▶ **TASK INSTRUCTIONS**:
a) According to the text on the gilt-bronze mounted marble urns, in what year did the Duc d'Aumont set up the workshops within the hotel des Menus-Plaisirs?
b) Continue the text on the gilt-bronze mounted marble urns from its final sentence.

▶ **TEXT BLOCK**:
------------------------------------
A pair of gilt-bronze mounted mottled brown marble lidded urns Louis XVI, circa 1775, the mounts attributed to Pierre Gouthière
- marble bronze
Theodore Dell, Furniture in the Frick Collection, French Furniture Eighteenth and NIneteenth Centuries, ( Part 2), 1992, Vol. 6, p.107.
Daniel Alcouffe, Anne Dion-Tenenbaum, Gérard Mabillé, Gilt Bronzes in the Louvre, Dijon 2004, pp.240-243.
Gilt-bronze mounted marble vases became increasingly popular in the second half the 18th century. Much of the popularity was due to the marchands-merciers and also the workshops established by the Duc d`Aumont in 1770 within the hotel des Menus- Plaisirs which specialised in the turning, cutting and polishing of marbles and hardstones. Employed in these workshops were Francois-Joseph Bélanger (1744-1818) as a designer, Pierre Gouthiere ( 1732-1813) as ciseleur-doreur , Augustin Bocciardi ( recorded 1760-1790) as sculptor and Guilleman for polishing and finishing hardstones. The quality of the present vases is such that it seems highly likely that they were produced by these workshops.
Pierre Gouthiere (1740-1806).
The handles of the present vases are formed of a female classical mask head joined by garlands of foliage and are of exceptional quality, superbly cast, chased and gilded. The foliage joining the handles almost gives the impression of actual growing foliage climbing up and clasping the vases. The use of classical mask heads as mounts is a favourite motif of Pierre Gouthière. A closely related mask head mount flanked by similar fruiting vines by Gouthière can be seen on a blue marble side table, originally made in 1781 for the Duchesse de Mazarin, the mounts made by Gouthiere and now in the Frick collection and illustrated in Theodore Dell, Furniture in the Frick Collection, French Furniture Eighteenth and Nineteenth Centuries (Part 2), 1992, Vol. 6, p.107, (see fig 1). The present masks also relate to figures seen on a vase in the form of a cassolette, by Gouthière, now in the collection of the Louvre, formerly in the collection of the Duc d`Aumont and sold in his sale as lot 11, for 5000 livres. This and another example of his work also seen in the collection of the Louvre is illustrated in Daniel Alcouffe, Anne Dion-Tenenbaum and Gérard Mabille, Gilt Bronzes in the Louvres, 2004, pp. 241-244. For further comparison, see a pair of Chinese Aubergine porcelain ewers with mounts attributed to Gouthière, sold Christies London, 9th June 1994 and also a pair of Egyptian Alabaster vases also with mounts by Gouthière sold by Christie`s London, 11th June 1992, lot 60.
------------------------------------
▶ **PROVIDED INFORMATION**:
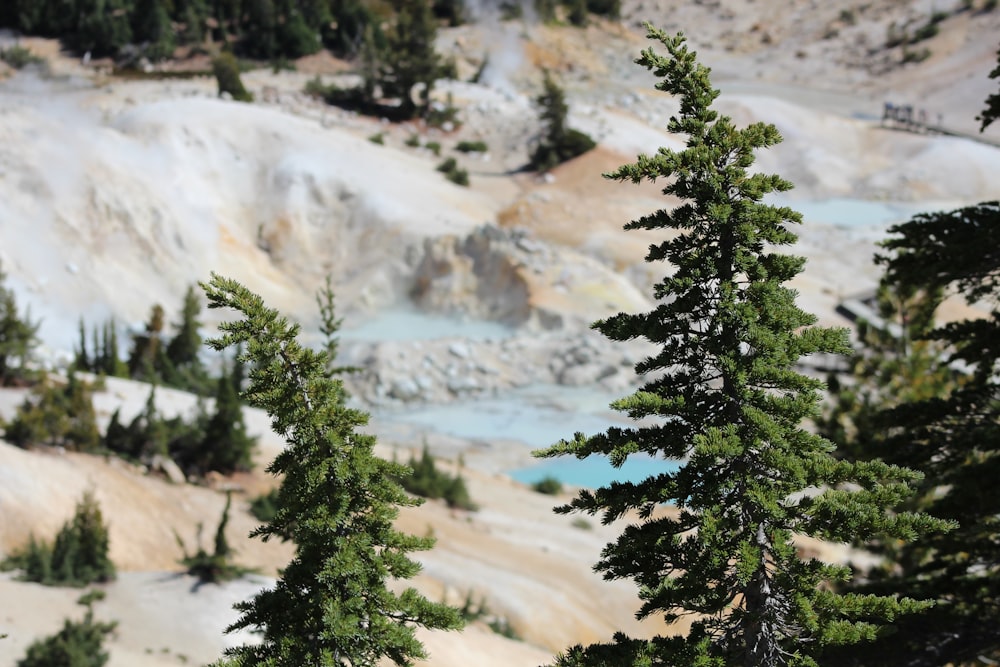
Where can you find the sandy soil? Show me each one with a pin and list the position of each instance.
(114, 194)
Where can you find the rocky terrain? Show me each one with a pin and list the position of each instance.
(115, 195)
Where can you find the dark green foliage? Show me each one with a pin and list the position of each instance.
(226, 447)
(427, 481)
(79, 555)
(610, 8)
(58, 415)
(329, 326)
(337, 503)
(409, 65)
(545, 9)
(182, 351)
(18, 337)
(894, 365)
(265, 506)
(151, 27)
(992, 110)
(559, 143)
(723, 397)
(548, 485)
(103, 28)
(452, 11)
(472, 147)
(147, 359)
(227, 75)
(77, 644)
(215, 567)
(353, 19)
(101, 356)
(577, 12)
(449, 167)
(207, 442)
(954, 439)
(19, 57)
(156, 359)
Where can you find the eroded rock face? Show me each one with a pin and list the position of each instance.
(480, 275)
(506, 275)
(446, 370)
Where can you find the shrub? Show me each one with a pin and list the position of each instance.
(18, 338)
(453, 172)
(548, 485)
(217, 566)
(915, 55)
(429, 482)
(77, 644)
(57, 415)
(227, 74)
(472, 147)
(78, 557)
(19, 57)
(926, 31)
(265, 506)
(559, 143)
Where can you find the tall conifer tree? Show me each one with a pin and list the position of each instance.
(724, 398)
(332, 605)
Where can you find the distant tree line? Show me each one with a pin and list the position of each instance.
(263, 29)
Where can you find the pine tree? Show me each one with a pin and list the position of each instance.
(79, 555)
(894, 365)
(992, 110)
(560, 142)
(151, 26)
(954, 439)
(725, 400)
(56, 415)
(226, 447)
(337, 503)
(146, 361)
(77, 644)
(18, 336)
(409, 64)
(184, 369)
(81, 360)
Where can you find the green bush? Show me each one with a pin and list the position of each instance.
(18, 338)
(559, 143)
(227, 74)
(77, 644)
(215, 567)
(58, 416)
(472, 147)
(926, 31)
(78, 557)
(19, 57)
(453, 172)
(264, 506)
(548, 485)
(429, 482)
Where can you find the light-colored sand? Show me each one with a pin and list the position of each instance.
(116, 196)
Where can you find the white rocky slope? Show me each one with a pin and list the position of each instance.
(115, 196)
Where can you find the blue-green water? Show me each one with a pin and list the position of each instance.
(538, 417)
(592, 471)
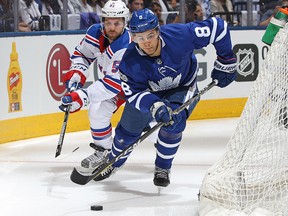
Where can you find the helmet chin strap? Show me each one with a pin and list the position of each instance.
(151, 55)
(103, 33)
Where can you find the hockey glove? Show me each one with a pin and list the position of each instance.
(77, 99)
(224, 71)
(74, 78)
(163, 113)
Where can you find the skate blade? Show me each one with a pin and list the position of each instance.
(159, 189)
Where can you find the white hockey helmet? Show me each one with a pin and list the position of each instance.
(115, 8)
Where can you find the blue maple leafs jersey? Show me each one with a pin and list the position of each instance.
(145, 79)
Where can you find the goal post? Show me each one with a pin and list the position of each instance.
(251, 178)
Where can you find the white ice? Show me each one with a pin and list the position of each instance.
(33, 182)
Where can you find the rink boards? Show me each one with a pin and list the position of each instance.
(44, 58)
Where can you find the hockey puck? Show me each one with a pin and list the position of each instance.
(96, 208)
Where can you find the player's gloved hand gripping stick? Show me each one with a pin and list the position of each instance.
(82, 179)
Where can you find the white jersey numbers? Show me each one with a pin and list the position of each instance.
(202, 31)
(126, 88)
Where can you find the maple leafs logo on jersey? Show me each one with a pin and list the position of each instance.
(165, 83)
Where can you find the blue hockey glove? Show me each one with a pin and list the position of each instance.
(76, 99)
(224, 71)
(163, 113)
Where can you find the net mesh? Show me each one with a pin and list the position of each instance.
(253, 172)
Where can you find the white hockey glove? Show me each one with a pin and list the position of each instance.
(74, 78)
(77, 99)
(224, 71)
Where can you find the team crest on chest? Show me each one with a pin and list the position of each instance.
(165, 83)
(159, 61)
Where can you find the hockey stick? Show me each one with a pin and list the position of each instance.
(62, 133)
(63, 129)
(78, 178)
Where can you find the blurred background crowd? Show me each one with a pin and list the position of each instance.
(39, 15)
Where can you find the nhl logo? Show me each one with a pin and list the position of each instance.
(245, 62)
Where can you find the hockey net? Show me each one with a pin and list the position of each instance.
(252, 176)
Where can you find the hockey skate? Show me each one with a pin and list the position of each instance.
(92, 162)
(161, 178)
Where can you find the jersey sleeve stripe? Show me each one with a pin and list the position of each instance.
(223, 33)
(212, 38)
(92, 41)
(99, 134)
(112, 85)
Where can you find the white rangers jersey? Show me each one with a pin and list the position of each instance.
(94, 46)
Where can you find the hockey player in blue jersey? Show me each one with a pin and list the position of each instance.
(158, 73)
(106, 43)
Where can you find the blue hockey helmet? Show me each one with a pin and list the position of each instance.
(143, 20)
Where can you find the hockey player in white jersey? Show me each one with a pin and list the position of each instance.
(158, 73)
(106, 43)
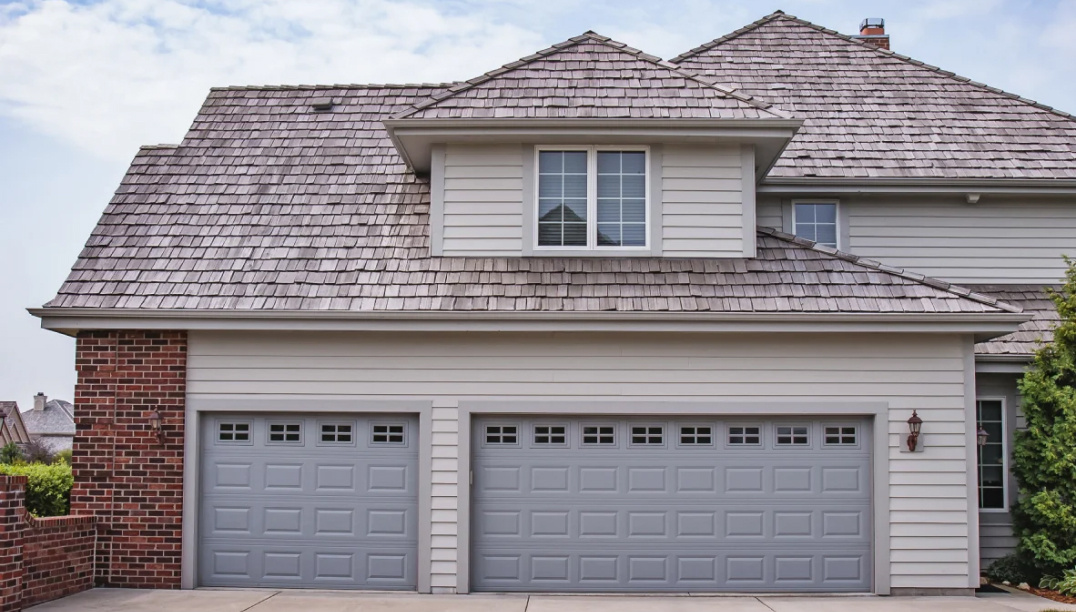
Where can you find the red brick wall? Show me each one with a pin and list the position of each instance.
(41, 558)
(57, 557)
(124, 475)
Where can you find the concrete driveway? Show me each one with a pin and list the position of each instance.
(260, 600)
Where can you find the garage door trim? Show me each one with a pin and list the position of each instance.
(198, 409)
(878, 413)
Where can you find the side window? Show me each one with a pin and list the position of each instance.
(289, 432)
(745, 436)
(234, 431)
(816, 221)
(388, 433)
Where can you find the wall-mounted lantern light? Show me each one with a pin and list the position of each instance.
(915, 425)
(156, 423)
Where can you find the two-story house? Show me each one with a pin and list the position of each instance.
(590, 322)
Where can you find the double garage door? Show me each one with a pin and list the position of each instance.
(557, 503)
(322, 501)
(670, 504)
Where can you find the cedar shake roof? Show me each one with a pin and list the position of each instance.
(1030, 336)
(872, 113)
(269, 205)
(589, 76)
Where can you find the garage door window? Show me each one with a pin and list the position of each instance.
(501, 435)
(745, 436)
(793, 436)
(599, 436)
(648, 436)
(839, 436)
(388, 433)
(337, 433)
(551, 435)
(696, 436)
(285, 433)
(234, 431)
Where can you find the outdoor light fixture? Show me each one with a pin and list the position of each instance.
(155, 425)
(915, 424)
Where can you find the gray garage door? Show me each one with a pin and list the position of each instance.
(670, 504)
(325, 501)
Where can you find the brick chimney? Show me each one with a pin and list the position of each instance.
(873, 31)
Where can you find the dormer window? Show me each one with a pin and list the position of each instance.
(592, 198)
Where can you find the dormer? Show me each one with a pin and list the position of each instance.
(592, 148)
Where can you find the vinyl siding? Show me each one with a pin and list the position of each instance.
(995, 528)
(702, 201)
(928, 489)
(995, 241)
(482, 200)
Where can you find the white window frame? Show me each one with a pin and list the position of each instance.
(1005, 460)
(836, 216)
(592, 198)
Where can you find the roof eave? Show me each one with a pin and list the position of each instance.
(982, 325)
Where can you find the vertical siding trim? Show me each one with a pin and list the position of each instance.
(437, 200)
(655, 200)
(747, 171)
(971, 441)
(529, 199)
(463, 502)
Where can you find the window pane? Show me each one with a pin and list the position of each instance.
(575, 235)
(608, 233)
(634, 162)
(634, 235)
(575, 161)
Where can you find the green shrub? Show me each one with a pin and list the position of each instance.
(11, 453)
(1015, 568)
(1044, 456)
(1065, 584)
(47, 486)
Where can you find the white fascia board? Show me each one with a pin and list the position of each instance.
(982, 326)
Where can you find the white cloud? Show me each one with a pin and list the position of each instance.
(118, 73)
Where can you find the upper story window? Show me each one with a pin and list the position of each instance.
(816, 221)
(592, 197)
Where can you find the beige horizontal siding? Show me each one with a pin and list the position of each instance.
(483, 200)
(928, 490)
(702, 201)
(995, 241)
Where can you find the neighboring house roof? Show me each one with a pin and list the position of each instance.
(268, 207)
(591, 76)
(16, 427)
(871, 113)
(1030, 336)
(56, 418)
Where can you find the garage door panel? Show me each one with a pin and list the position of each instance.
(699, 517)
(305, 514)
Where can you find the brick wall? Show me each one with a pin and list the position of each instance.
(125, 477)
(41, 558)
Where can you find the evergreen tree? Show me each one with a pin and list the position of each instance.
(1045, 454)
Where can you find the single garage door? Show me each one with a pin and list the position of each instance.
(325, 501)
(671, 504)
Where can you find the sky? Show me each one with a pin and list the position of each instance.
(83, 84)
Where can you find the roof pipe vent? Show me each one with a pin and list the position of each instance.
(873, 31)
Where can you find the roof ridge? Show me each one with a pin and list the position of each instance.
(901, 272)
(333, 86)
(875, 48)
(589, 36)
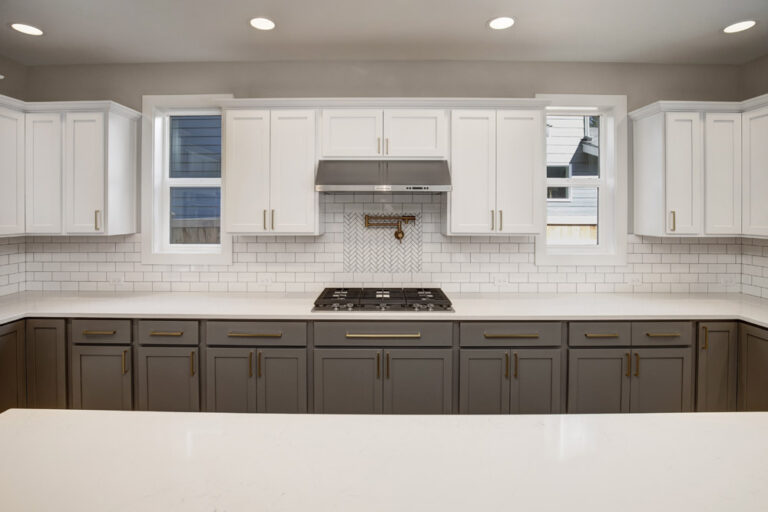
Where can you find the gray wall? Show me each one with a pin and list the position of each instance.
(126, 83)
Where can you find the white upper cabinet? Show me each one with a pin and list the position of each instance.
(384, 133)
(683, 172)
(11, 172)
(43, 173)
(520, 171)
(269, 172)
(755, 172)
(722, 174)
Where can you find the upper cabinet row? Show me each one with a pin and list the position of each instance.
(700, 173)
(68, 171)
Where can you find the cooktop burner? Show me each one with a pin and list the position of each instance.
(383, 299)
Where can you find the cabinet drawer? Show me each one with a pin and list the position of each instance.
(599, 334)
(512, 334)
(391, 334)
(89, 331)
(262, 334)
(656, 334)
(168, 332)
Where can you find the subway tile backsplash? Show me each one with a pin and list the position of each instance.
(457, 264)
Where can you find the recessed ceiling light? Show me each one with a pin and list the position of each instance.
(27, 29)
(739, 27)
(501, 23)
(262, 23)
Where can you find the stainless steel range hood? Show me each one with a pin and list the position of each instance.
(383, 176)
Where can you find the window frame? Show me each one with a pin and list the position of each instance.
(157, 183)
(612, 183)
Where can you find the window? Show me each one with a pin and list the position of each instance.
(182, 221)
(586, 181)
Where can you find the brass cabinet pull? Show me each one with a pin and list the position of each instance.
(517, 363)
(393, 335)
(492, 336)
(255, 334)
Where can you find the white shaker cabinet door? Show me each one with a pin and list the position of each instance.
(722, 174)
(11, 172)
(352, 133)
(755, 172)
(520, 171)
(246, 171)
(415, 133)
(84, 170)
(683, 173)
(473, 171)
(43, 173)
(293, 199)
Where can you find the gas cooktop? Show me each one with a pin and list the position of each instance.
(382, 299)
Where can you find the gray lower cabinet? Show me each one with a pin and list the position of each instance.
(46, 363)
(517, 381)
(753, 369)
(168, 378)
(13, 389)
(717, 367)
(101, 377)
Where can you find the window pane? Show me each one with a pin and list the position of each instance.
(574, 222)
(195, 150)
(573, 142)
(195, 215)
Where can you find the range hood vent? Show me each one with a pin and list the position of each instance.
(383, 176)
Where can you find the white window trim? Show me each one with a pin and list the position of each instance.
(154, 202)
(613, 199)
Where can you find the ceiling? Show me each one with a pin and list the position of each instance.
(132, 31)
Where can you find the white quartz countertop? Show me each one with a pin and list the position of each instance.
(467, 307)
(130, 461)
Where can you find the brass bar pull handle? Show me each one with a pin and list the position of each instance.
(255, 334)
(517, 364)
(491, 336)
(167, 333)
(414, 335)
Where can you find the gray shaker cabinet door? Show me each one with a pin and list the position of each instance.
(717, 379)
(282, 380)
(598, 380)
(101, 377)
(535, 378)
(13, 390)
(418, 381)
(46, 364)
(230, 379)
(348, 381)
(753, 369)
(168, 379)
(484, 381)
(662, 380)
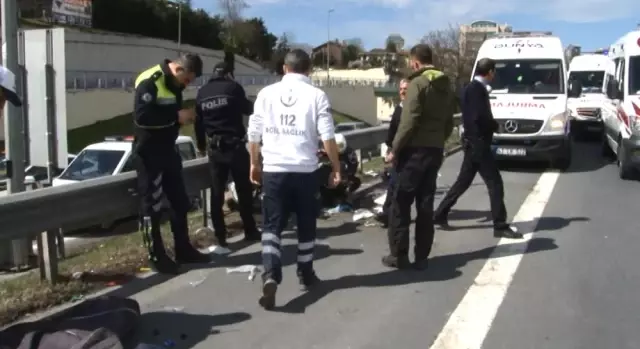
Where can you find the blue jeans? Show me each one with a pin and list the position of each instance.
(286, 193)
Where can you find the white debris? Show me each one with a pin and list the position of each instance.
(219, 250)
(361, 214)
(253, 270)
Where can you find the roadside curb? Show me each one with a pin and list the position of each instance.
(159, 285)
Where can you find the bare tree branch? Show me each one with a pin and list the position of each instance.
(449, 53)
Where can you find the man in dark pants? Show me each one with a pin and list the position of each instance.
(479, 127)
(289, 117)
(158, 114)
(383, 217)
(418, 148)
(220, 107)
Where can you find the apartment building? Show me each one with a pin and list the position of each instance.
(473, 35)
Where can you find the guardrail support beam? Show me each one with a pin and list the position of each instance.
(48, 256)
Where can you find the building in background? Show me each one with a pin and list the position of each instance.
(70, 12)
(473, 35)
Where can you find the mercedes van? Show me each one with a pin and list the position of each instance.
(621, 137)
(594, 72)
(529, 98)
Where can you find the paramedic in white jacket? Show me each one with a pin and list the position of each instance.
(289, 118)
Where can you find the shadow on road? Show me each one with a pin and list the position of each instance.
(182, 330)
(441, 268)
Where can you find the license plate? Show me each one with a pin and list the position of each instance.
(511, 151)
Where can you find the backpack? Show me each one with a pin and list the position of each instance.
(98, 323)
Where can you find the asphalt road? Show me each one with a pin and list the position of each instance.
(569, 284)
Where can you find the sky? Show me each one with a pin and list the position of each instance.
(588, 23)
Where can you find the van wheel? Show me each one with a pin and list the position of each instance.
(624, 171)
(605, 149)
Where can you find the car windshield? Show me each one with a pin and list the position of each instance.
(592, 81)
(634, 75)
(93, 163)
(530, 76)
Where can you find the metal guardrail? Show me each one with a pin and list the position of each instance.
(90, 80)
(91, 202)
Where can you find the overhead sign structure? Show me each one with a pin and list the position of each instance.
(74, 12)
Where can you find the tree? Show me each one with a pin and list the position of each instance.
(397, 40)
(449, 54)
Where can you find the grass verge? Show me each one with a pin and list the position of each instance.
(112, 261)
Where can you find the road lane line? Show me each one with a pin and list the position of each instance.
(470, 322)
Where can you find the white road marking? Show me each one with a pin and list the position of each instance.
(470, 322)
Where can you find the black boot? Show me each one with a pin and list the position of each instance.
(308, 279)
(187, 254)
(161, 263)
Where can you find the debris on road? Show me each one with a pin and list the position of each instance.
(253, 270)
(362, 214)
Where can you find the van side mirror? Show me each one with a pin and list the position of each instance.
(612, 89)
(575, 89)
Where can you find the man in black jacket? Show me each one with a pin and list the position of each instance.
(383, 217)
(479, 127)
(220, 107)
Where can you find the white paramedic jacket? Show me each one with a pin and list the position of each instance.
(289, 118)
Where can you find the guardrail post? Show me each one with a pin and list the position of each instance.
(48, 256)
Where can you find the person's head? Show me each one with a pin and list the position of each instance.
(223, 70)
(186, 68)
(420, 56)
(402, 89)
(486, 68)
(8, 88)
(297, 62)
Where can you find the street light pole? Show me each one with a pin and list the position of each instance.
(328, 41)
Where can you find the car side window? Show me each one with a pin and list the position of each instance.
(128, 166)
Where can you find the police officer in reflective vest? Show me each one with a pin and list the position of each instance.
(220, 107)
(158, 115)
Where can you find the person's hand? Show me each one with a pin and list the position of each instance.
(389, 158)
(334, 179)
(255, 174)
(186, 116)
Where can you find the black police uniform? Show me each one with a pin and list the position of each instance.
(479, 126)
(220, 107)
(158, 98)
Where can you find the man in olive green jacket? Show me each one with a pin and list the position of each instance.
(418, 151)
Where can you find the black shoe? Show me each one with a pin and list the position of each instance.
(189, 255)
(252, 237)
(383, 219)
(308, 280)
(268, 299)
(506, 231)
(396, 262)
(443, 222)
(421, 264)
(161, 263)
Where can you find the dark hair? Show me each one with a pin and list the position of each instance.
(191, 63)
(422, 53)
(298, 61)
(484, 66)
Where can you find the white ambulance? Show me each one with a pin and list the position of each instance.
(622, 116)
(594, 71)
(529, 98)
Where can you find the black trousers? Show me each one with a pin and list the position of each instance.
(284, 194)
(160, 177)
(234, 161)
(417, 173)
(477, 159)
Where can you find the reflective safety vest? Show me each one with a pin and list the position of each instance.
(164, 98)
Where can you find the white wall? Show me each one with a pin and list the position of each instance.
(127, 53)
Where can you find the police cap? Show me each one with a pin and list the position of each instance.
(222, 69)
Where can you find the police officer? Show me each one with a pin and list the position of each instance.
(158, 115)
(220, 107)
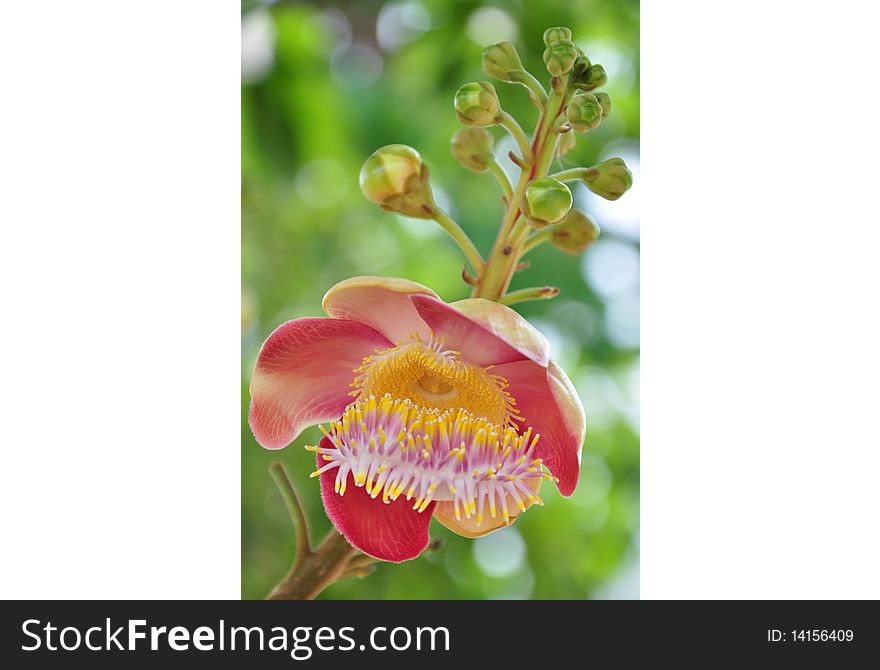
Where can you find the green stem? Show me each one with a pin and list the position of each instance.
(323, 567)
(518, 134)
(295, 509)
(514, 229)
(536, 240)
(501, 177)
(464, 242)
(535, 293)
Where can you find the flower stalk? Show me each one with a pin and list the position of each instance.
(396, 178)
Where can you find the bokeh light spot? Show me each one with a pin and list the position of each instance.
(488, 25)
(500, 554)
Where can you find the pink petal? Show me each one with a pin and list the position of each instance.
(390, 532)
(380, 302)
(477, 344)
(549, 404)
(303, 375)
(507, 324)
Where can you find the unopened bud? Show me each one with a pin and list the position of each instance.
(502, 62)
(575, 233)
(559, 57)
(581, 65)
(555, 34)
(595, 77)
(547, 202)
(609, 179)
(396, 179)
(584, 112)
(604, 100)
(472, 147)
(476, 104)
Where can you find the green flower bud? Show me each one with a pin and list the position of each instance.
(584, 112)
(559, 57)
(610, 179)
(567, 142)
(552, 35)
(595, 77)
(576, 233)
(547, 201)
(472, 147)
(396, 179)
(581, 65)
(502, 62)
(476, 104)
(604, 100)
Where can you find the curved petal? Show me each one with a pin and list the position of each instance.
(477, 344)
(507, 324)
(445, 515)
(549, 404)
(391, 531)
(380, 302)
(303, 375)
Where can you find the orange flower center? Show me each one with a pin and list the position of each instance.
(435, 378)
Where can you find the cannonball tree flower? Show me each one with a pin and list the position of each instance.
(451, 411)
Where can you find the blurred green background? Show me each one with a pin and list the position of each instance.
(324, 85)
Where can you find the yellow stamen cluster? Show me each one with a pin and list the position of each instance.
(435, 378)
(395, 447)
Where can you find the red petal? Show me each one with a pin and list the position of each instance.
(394, 532)
(303, 375)
(549, 404)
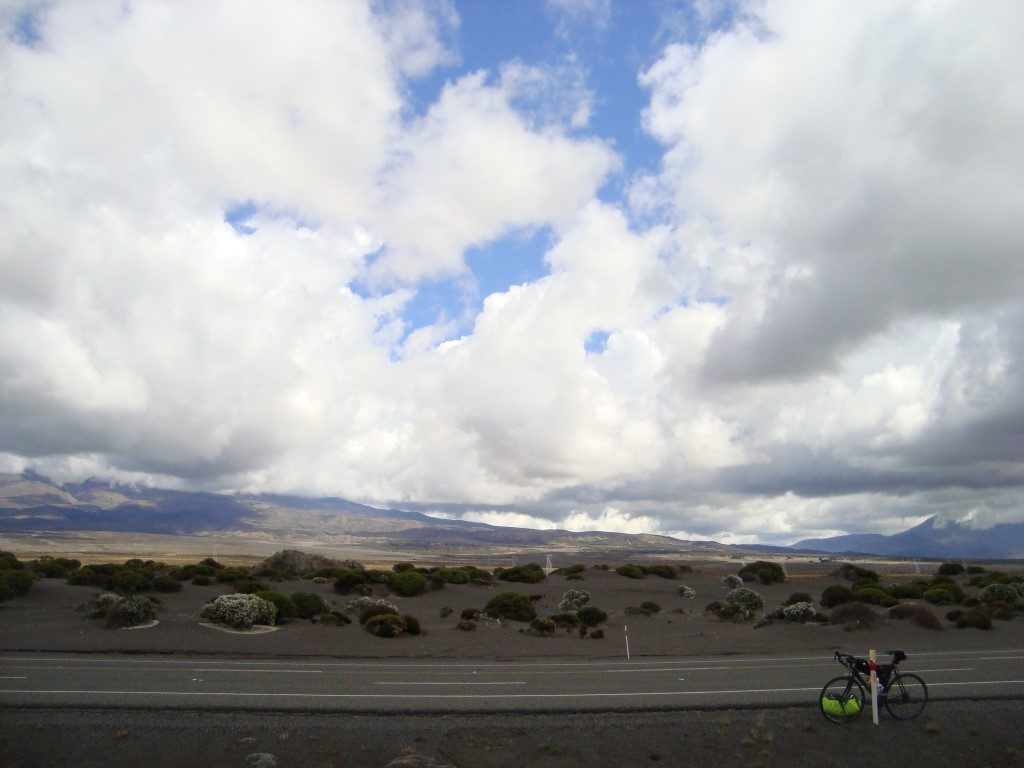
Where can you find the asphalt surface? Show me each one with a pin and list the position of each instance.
------------------------------------
▶ **RESULTS FOR THE EXERCISE**:
a) 1770

b)
The mounts in the present vases can therefore be confidently attributed to Pierre Gouthière (1740-1806) . Received maître doreur in 1758, he was to become one of the most famous ciseleur-doreurs of the Louis XVI period. He originally began working for the gilder Francois Thomas German, one of the most celebrated doreurs of his era. On 7th November 1767 he was appointed Doreur ordinaire des menus plaisirs. In this role he worked with Bélanger for the Dauphine Marie-Antoinette from 1770. He also undertook a considerable amount of work for Madame du Barry especially for her Pavilion de Louveciennes. Among his other patrons were of course the Duc d` Aumont and his daughter, the duchesse du Mazarin and also the Comte d`Artois, later King Charles X for whom he made the chimney mounts for the Chateau de Bagatelle. He was subsequently employed by Les Batiments du Roi, in 1777 for the boudoir turc of the young queen Marie-Antoinette at Fontainebleau. By 1770s Gouthière was in effect bronzier to the Queen who shared his passion for gilt-bronze mounted marbles a fact further emphasised by the fact that she purchased pieces mounted by him at the legendary sale of the Duc d`Aumont`s collection in 1782. The Queen's purchase of five lots was from her own privy purse and included the celebrated brûle parfum of red jasper in the Wallace Collection (P. Hughes, The Wallace Collection. Catalogue of Furniture, vol III, London, 1996, pp.1340-1345).
The present vases can be also compared with vases forming part of the d` Aumont sale because unusually for the period, many were illustrated with line drawings in the sale catalogue. Lots 13 and 21 are of a very similar form although of much smaller proportions but both also share the same gadrooned ornament to the lower part of the vase.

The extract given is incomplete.